* [QUELLE]
Donald Trump wurde als Gastgeber der Reality-TV-Sendung «The Apprentice» ein Star. In einem Punkt sind sich daher auch seine Kritiker einig: Er versteht, wie Medien funktionieren, genauso wie dies seinerzeit Hitler und Stalin taten. Trumps notorische Lügen – kürzlich hat er an einer Wahlkampfveranstaltung 74 Unwahrheiten von sich gegeben – sind Kalkül. Sein ehemaliger Wahlkampfmanager Steve Bannon hat einst erklärt, die beste Strategie sei es, die Medien permanent mit Sch… zu fluten.

Wie einst Hitler und Stalin beschimpft Trump seriöse Medien als «Fake News» und Journalisten als «Feinde des Volkes». Gleichzeitig sorgt er mit seinen Tweets für immer neue Skandale. Das Resultat ist ein nie endender News-Lärm auf allen Kanälen, der alles zudröhnt. Als die «New York Times» kürzlich enthüllte, dass die Familie Trump mehr als 400 Millionen Dollar Steuergelder hinterzogen hat, ging diese Geschichte sang- und klanglos im alltäglichen News-Lärm unter.

epa07084583 United States President Donald J. Trump speaks to supporters during a rally at the Erie Insurance Arena Arena in Erie, Pennsylvania, USA, 10 October 2018. EPA/DAVID MAXWELL
74 Lügen in einer Rede: Trump an einer Wahlkampfveranstaltung.Bild: EPA/EPA

Nicht nur Journalisten, auch politische Gegner werden von Trump beschimpft und lächerlich gemacht. Er bezeichnet die Demokraten als «böse», als «Partei des Verbrechens», die «das Land zerstört» und es «in ein neues Venezuela» verwandeln will. Überhaupt seien Demokraten ein «wütender Mob» und «zu gefährlich, um zu regieren».

Schliesslich greift Trump regelmässig die tragenden Institutionen des Rechtsstaates und der Demokratie an: Das FBI und das Justizdepartement stehen wegen der Russland-Affäre in der Kritik. Nach einer miserablen Woche an den Börsen beschimpft Trump nun auch die Notenbank. Sie sei «verrückt» geworden, weil sie die Leitzinsen zu stark erhöht habe. Selbst konservative Ökonomen waren konsterniert.

* [AUFGABEN]
a. Beantworte diese Fragen zum Text über Trump:
(i) Als Gastgeber welcher Reality-TV-Sendung wurde Trump ein Star?
(ii) Wie viele Unwahrheiten hat Trump kürzlich an einer Wahlkampfveranstaltung von sich gegeben?
(iii) Welches Wort verwendet Trump für die Notenbank, nachdem sie die Leitzinsen erhöht hat?
b. Wie lautet im Text über Trump die Stelle von „Nicht nur Journalisten, auch“ bis hinunter zu „Ökonomen waren konsterniert.“? Gib sie wortgetreu wieder.
c. Führe den Text über Trump im Anschluss an seinen letzten Satz weiter.

(Datensätze)
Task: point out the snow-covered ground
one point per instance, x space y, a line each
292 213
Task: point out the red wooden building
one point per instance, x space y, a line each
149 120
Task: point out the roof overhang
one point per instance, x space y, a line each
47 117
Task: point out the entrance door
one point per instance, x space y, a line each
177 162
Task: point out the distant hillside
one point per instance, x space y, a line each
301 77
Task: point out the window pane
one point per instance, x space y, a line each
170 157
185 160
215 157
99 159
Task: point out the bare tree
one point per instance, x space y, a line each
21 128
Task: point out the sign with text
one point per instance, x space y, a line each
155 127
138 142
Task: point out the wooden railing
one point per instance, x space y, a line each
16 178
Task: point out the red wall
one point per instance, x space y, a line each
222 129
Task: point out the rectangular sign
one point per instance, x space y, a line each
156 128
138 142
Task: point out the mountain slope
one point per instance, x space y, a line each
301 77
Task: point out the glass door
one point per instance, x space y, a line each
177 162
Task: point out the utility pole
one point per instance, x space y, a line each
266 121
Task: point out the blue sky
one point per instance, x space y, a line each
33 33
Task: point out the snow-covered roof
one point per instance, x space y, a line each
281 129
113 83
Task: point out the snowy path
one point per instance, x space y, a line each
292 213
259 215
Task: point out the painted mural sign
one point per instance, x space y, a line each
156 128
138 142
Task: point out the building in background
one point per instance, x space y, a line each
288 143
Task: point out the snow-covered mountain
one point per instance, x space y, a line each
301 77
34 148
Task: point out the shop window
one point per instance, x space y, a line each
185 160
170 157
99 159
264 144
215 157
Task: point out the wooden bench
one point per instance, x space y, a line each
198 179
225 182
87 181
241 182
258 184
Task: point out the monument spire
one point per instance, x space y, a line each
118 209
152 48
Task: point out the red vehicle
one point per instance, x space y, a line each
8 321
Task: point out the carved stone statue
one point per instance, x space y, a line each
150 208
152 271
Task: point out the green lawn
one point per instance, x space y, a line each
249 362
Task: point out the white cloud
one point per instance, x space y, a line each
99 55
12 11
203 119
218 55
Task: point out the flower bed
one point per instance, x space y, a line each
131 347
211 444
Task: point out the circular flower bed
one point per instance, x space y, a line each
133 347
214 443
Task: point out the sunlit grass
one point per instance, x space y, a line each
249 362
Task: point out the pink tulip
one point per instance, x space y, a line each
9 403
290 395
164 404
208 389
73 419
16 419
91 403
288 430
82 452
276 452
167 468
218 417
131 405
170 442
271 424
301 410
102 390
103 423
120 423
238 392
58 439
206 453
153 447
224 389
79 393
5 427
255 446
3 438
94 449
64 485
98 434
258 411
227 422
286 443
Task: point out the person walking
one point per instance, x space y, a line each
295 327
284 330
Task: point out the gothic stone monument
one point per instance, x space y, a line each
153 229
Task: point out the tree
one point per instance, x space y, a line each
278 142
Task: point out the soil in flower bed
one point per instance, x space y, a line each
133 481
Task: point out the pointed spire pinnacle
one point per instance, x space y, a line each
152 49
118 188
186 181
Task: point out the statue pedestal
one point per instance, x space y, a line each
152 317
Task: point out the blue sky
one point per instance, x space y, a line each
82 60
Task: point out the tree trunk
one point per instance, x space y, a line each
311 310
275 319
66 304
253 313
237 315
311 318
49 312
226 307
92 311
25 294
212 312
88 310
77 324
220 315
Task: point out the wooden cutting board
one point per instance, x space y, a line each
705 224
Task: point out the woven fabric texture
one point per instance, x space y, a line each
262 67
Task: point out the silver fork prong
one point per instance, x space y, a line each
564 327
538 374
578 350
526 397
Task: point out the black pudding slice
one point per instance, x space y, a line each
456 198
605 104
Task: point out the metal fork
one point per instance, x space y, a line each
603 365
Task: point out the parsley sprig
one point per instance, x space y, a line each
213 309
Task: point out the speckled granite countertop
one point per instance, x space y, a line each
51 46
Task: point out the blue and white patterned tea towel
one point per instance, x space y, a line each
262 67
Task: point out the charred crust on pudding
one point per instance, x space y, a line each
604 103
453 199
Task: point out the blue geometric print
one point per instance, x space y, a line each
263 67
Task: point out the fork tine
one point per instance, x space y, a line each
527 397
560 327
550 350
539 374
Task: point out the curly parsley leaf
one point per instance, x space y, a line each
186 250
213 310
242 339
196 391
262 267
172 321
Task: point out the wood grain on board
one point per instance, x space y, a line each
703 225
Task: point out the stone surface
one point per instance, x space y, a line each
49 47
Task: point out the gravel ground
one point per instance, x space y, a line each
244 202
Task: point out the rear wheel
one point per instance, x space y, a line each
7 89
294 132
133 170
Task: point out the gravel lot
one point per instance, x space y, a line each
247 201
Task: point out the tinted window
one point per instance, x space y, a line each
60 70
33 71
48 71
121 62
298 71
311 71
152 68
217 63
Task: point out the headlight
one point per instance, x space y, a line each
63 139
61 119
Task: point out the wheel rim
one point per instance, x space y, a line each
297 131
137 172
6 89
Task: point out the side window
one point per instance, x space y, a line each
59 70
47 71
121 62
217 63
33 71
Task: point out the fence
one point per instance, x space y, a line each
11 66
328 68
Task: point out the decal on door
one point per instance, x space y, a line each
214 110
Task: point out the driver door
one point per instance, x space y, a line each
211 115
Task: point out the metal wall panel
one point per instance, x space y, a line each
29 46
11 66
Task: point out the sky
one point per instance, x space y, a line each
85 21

* [LÖSUNGEN JE AUFGABE]
a.
(i) «The Apprentice»
(ii) 74
(iii) «verrückt»

b.
Nicht nur Journalisten, auch politische Gegner werden von Trump beschimpft und lächerlich gemacht. Er bezeichnet die Demokraten als «böse», als «Partei des Verbrechens», die «das Land zerstört» und es «in ein neues Venezuela» verwandeln will. Überhaupt seien Demokraten ein «wütender Mob» und «zu gefährlich, um zu regieren».

Schliesslich greift Trump regelmässig die tragenden Institutionen des Rechtsstaates und der Demokratie an: Das FBI und das Justizdepartement stehen wegen der Russland-Affäre in der Kritik. Nach einer miserablen Woche an den Börsen beschimpft Trump nun auch die Notenbank. Sie sei «verrückt» geworden, weil sie die Leitzinsen zu stark erhöht habe. Selbst konservative Ökonomen waren konsterniert.

c.
Aussenpolitisch lässt Trump den Streit mit China eskalieren. Bereits ist von einem neuen «Kalten Krieg» die Rede. «Interviews mit hohen Vertretern des Weissen Hauses machen klar, dass die neuesten Angriffe keine Ausnahme von Trumps China-Politik waren», meldet etwa das «Wall Street Journal». «Sie entsprechen genau dem, was die Regierung will.»

Lügen, Medien manipulieren, politische Gegner diffamieren, Institutionen des Rechtsstaates unterhöhlen und mit Kriegen drohen: Trump beherrscht das Einmaleins des «freundlichen Faschismus». «Doch Trump fehlt ein entscheidendes Merkmal des faschistischen Typus», wendet Edward Luce in der «Financial Times» ein. «Er hat sich die Staatsorgane nicht unterworfen.»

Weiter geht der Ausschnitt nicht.